Put the data below into a two-column CSV with the headers query_text and answer, giving each text and its answer one row. Quote every field and replace any line breaks inside a field with spaces.

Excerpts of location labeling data
====
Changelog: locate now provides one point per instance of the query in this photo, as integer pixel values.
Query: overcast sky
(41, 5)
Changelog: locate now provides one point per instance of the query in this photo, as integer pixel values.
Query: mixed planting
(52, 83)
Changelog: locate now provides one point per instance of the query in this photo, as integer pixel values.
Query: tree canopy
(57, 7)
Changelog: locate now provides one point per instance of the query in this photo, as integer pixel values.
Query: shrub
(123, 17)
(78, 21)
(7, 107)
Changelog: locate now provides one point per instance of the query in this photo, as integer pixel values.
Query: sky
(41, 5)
====
Result below
query_text,answer
"Changelog: locate now provides one point per instance of the query in this photo, as integer pixel values. Query: overcast sky","(41, 5)"
"Changelog: locate now provides one point per instance of the query in this photo, as integer pixel values. Query: mixed planting","(52, 83)"
"Changelog: locate now provides one point per instance of the query in this photo, as integer pixel values. Query: tree canopy","(57, 7)"
"Changelog: locate now provides one point per instance of the query in this photo, as integer pixel values. Query: shrub","(123, 17) (78, 21) (7, 107)"
"Changelog: locate now provides one point per instance of the query in this photo, as integer pixel values. Query: sky","(41, 5)"